-- Begin SUPPLIED DATA --

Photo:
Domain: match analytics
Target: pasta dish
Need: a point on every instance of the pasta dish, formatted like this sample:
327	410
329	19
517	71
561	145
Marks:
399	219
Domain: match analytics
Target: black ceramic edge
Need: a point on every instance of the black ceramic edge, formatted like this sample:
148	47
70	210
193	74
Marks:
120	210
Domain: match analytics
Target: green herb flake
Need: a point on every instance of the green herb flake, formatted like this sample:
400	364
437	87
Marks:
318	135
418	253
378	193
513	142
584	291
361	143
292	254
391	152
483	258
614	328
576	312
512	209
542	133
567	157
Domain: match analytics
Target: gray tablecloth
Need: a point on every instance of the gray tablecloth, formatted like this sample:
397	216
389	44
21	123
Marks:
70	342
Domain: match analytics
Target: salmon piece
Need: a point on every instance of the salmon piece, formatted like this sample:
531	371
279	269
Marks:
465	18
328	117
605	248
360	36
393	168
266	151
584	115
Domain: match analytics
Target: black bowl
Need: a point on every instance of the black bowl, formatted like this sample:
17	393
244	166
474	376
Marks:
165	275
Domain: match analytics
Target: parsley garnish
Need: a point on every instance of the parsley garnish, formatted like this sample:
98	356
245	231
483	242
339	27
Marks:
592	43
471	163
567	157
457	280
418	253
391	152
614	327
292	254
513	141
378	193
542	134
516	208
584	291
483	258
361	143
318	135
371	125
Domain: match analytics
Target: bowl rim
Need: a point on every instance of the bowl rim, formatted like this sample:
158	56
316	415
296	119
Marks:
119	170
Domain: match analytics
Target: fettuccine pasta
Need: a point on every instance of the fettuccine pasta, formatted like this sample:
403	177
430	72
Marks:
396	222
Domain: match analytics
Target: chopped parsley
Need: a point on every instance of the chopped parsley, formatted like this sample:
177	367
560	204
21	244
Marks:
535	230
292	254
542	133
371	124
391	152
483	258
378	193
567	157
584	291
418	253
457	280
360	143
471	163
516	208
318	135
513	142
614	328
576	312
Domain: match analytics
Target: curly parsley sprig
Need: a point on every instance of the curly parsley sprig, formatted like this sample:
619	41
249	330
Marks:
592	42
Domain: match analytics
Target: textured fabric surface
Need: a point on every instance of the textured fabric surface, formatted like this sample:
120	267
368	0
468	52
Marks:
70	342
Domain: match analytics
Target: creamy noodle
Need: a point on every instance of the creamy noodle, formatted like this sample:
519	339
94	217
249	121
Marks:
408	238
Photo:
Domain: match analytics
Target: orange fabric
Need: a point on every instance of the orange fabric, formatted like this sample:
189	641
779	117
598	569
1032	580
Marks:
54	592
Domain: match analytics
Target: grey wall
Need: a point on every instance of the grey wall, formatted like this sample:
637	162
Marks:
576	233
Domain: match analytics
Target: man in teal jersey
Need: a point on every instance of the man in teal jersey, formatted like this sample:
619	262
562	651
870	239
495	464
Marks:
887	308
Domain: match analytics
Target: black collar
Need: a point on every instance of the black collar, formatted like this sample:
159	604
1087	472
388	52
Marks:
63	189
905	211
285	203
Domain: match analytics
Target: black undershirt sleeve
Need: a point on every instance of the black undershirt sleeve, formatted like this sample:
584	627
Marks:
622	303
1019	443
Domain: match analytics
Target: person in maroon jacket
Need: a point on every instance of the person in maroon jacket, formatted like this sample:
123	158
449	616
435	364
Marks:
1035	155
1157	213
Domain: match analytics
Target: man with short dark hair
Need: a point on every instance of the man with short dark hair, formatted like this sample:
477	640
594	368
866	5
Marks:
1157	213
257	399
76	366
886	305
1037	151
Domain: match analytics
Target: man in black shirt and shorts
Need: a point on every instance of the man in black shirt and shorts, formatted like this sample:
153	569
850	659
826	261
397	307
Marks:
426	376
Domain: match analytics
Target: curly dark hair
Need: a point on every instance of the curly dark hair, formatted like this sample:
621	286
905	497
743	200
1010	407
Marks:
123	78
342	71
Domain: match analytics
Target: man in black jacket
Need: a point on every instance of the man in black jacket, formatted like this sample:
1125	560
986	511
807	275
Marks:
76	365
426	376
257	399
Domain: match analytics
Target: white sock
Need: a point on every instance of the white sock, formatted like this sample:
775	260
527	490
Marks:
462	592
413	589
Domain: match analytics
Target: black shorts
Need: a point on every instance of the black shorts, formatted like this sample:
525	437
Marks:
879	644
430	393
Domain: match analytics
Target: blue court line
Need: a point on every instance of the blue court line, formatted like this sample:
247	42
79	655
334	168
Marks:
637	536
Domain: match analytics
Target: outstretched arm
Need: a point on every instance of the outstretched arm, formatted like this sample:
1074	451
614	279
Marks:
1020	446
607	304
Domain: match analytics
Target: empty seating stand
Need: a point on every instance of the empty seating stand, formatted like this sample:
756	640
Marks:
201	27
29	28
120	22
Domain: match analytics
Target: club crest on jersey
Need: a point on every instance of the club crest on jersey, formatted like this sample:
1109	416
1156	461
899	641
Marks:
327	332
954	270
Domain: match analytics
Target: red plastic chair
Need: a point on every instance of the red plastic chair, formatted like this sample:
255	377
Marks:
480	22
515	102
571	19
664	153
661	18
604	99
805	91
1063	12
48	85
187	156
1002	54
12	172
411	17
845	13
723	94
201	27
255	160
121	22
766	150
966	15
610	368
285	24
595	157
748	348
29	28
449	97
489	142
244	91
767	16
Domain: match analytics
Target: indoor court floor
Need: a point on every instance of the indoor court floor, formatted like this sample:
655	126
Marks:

-- End SUPPLIED DATA --

TASK DETAILS: Gather every line of the records that contains the word "club" and copy each such line in full. Matching is case-sensitive.

RESULT:
Target: club crest on jersey
Need: a point on every instance of the club crest on jersey, formatted like this sample:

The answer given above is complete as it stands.